#### Items listed in a dataset
# # # #

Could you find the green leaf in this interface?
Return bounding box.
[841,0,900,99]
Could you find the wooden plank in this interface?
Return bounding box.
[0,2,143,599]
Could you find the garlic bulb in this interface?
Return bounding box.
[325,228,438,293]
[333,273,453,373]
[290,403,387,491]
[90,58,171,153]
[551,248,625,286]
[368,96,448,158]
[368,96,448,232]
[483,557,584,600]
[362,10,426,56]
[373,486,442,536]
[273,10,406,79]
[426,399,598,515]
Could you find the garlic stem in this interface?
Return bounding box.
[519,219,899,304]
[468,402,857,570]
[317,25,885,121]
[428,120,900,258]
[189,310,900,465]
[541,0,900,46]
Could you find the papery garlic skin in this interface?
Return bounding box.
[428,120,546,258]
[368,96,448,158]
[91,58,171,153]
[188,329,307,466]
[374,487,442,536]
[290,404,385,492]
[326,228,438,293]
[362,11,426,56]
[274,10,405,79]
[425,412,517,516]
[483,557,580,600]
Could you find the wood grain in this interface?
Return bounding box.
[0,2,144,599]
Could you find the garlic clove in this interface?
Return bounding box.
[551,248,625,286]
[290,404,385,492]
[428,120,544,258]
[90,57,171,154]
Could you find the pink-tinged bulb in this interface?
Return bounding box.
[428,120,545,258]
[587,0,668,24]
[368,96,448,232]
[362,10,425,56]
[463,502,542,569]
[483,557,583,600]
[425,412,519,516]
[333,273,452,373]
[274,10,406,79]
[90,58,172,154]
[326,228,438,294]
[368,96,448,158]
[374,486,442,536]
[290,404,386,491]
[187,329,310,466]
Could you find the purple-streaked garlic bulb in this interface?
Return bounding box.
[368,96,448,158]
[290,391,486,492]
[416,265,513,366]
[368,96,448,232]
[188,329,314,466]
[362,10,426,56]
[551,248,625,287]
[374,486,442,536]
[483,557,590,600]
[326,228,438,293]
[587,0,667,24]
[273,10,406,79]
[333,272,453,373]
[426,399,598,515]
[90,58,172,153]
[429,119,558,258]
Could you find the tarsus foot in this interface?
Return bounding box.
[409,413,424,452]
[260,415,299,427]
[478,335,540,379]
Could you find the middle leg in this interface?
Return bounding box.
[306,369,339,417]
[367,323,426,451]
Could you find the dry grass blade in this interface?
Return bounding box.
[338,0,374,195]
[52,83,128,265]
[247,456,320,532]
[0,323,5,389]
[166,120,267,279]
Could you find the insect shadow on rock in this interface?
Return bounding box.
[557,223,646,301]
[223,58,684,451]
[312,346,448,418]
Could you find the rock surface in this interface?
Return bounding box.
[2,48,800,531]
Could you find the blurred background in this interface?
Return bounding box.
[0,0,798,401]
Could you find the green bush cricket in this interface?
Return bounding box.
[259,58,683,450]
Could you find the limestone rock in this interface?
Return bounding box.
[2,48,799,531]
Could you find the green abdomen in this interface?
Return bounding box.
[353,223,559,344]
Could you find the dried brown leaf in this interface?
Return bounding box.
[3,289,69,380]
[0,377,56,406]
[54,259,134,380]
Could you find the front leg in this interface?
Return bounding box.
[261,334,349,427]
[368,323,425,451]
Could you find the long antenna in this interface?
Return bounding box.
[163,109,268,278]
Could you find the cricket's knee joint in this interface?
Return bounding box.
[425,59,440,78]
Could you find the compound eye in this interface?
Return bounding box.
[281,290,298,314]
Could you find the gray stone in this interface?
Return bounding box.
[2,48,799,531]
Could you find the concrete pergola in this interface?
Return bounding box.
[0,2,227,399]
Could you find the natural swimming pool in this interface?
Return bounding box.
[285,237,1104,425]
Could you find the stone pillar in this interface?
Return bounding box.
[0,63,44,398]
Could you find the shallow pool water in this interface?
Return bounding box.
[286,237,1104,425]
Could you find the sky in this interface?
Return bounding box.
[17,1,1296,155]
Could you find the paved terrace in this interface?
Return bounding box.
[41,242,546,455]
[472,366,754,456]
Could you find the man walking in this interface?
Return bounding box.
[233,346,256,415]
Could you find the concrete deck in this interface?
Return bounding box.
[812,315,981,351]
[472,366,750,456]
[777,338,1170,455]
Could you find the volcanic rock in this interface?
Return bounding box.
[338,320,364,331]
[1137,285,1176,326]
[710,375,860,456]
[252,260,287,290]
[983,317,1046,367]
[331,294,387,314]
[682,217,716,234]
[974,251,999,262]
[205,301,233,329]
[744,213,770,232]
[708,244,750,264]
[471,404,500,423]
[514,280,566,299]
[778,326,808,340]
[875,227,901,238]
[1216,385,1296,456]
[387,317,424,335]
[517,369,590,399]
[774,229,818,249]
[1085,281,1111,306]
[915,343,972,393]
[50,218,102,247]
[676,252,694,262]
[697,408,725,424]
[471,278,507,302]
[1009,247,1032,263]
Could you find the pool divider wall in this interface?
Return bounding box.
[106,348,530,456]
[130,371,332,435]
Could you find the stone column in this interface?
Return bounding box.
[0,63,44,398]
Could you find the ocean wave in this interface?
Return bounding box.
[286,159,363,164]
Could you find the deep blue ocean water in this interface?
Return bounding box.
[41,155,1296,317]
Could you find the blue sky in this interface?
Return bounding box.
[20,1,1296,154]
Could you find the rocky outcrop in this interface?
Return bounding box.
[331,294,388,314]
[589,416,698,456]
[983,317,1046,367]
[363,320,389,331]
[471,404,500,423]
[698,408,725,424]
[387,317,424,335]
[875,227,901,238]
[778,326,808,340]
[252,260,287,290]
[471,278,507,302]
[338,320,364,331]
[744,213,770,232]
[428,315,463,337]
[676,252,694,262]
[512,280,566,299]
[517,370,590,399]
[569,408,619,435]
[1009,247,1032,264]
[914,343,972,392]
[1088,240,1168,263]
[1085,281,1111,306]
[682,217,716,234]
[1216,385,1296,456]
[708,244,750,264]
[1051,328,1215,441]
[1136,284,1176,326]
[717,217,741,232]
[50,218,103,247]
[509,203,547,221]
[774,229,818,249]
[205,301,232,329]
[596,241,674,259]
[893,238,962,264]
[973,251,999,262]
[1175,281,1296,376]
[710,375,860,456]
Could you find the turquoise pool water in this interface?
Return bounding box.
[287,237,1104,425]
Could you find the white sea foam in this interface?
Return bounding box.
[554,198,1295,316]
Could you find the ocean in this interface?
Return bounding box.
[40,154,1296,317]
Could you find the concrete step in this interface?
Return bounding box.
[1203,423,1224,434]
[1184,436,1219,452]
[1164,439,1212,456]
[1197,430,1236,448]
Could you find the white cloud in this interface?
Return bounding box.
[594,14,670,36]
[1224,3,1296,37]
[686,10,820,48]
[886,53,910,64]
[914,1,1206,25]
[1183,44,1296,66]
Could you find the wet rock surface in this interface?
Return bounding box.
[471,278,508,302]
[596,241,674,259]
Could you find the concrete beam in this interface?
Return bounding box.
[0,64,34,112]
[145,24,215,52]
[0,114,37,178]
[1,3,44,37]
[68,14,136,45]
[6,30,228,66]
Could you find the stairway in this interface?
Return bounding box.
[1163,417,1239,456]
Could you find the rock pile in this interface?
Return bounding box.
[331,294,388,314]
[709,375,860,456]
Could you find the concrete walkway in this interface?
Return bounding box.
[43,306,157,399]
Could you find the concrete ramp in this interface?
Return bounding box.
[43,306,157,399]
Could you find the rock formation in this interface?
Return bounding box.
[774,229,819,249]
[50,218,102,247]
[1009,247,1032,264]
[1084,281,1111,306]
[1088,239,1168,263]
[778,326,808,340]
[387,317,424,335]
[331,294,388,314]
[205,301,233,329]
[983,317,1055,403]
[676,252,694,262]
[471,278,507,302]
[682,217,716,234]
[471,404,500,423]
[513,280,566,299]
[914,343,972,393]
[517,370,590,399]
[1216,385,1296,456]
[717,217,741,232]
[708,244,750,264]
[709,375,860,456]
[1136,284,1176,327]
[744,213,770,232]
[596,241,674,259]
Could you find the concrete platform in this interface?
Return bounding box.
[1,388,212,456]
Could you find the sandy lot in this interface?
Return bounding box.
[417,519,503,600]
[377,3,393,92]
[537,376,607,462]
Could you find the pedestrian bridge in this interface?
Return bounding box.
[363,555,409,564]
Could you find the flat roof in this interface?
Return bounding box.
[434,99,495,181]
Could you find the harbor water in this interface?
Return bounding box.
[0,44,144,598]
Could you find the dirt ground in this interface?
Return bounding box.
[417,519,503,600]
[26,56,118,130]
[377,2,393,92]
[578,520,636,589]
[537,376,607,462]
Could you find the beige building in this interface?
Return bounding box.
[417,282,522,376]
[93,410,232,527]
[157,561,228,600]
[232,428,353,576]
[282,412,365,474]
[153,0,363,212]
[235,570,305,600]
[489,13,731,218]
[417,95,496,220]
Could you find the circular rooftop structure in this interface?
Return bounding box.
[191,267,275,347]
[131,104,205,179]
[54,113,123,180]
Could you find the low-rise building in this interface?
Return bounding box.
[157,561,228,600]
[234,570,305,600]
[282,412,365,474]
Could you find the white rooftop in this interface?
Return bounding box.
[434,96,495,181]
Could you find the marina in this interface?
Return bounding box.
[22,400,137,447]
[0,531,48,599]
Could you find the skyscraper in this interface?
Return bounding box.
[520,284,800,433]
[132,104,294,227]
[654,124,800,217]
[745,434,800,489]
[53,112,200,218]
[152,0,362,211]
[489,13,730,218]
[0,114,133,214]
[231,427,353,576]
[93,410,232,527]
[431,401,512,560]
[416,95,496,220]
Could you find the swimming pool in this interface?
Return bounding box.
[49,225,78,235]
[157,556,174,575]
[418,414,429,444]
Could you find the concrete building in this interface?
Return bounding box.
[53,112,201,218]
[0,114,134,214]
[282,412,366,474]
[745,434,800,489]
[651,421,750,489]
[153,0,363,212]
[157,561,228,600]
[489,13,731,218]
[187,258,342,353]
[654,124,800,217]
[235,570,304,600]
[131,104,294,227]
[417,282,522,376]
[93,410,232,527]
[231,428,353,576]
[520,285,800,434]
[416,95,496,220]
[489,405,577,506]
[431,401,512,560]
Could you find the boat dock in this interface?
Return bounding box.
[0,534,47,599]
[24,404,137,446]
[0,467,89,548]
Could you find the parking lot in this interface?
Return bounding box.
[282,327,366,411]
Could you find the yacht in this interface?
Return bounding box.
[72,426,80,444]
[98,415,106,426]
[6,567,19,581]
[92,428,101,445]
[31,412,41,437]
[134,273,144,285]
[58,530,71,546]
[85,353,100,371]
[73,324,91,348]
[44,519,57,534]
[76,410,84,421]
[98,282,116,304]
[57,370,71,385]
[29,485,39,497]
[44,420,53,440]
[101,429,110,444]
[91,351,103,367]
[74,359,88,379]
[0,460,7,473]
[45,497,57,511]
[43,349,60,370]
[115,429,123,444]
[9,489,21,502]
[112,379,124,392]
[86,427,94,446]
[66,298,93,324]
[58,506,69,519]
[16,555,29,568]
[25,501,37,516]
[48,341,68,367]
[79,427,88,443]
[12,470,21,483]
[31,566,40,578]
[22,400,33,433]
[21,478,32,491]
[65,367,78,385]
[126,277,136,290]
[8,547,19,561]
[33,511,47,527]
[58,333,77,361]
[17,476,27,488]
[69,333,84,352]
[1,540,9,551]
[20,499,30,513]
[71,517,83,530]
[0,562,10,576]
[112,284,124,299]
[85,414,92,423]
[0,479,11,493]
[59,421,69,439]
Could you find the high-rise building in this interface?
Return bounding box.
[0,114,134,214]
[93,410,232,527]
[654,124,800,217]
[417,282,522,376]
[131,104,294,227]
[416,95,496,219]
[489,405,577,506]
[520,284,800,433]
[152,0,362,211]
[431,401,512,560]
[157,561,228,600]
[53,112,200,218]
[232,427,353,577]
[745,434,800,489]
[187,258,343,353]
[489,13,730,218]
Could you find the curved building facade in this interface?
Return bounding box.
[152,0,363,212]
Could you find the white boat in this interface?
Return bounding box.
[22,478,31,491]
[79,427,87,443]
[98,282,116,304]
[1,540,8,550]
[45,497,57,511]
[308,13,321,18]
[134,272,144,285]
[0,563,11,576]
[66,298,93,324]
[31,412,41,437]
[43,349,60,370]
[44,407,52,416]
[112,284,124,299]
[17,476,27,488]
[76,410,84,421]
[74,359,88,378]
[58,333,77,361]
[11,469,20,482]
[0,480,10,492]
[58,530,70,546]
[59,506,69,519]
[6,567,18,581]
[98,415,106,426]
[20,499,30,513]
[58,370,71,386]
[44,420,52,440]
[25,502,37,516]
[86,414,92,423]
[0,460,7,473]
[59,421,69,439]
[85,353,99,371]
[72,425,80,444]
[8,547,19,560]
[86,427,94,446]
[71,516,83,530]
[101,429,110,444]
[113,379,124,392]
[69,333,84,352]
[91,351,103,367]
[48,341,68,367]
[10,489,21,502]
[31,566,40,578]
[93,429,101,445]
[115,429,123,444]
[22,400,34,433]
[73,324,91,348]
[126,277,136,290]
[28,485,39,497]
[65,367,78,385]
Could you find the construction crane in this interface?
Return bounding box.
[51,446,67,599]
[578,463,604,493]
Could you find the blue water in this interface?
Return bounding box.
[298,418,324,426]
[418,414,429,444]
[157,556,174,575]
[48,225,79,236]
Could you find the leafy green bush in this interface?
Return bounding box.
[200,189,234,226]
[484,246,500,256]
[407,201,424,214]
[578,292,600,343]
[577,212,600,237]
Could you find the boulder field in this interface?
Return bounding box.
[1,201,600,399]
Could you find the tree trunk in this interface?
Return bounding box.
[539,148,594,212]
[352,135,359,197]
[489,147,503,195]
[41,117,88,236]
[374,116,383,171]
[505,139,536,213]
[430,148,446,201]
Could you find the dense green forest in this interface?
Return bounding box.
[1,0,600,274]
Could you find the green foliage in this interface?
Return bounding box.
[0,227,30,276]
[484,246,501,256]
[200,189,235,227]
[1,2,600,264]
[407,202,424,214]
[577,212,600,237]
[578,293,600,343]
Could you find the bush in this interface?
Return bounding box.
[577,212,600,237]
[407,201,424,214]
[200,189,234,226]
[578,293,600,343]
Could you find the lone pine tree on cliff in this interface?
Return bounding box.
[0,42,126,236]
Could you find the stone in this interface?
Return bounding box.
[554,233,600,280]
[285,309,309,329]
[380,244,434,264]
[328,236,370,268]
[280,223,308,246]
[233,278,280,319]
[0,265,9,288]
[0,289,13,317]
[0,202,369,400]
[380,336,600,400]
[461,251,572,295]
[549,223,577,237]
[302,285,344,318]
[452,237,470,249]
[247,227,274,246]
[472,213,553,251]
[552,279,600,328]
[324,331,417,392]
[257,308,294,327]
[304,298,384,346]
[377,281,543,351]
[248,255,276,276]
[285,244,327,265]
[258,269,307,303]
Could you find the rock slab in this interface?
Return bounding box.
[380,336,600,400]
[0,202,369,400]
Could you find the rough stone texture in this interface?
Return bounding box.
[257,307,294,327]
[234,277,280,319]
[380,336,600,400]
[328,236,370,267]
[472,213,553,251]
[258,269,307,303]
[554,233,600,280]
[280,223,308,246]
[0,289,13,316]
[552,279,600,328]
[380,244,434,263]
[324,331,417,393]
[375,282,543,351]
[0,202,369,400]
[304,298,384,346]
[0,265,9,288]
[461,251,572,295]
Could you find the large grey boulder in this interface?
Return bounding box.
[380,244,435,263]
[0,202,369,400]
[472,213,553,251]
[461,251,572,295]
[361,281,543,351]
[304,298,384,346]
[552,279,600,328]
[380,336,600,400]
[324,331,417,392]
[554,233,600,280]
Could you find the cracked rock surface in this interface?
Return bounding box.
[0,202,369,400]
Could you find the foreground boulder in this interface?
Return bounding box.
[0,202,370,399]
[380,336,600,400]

# # # #

#### WORK INSTRUCTIONS
Go through the lines above and count those with "garlic"; report only the number.

#### RESPONSE BOX
5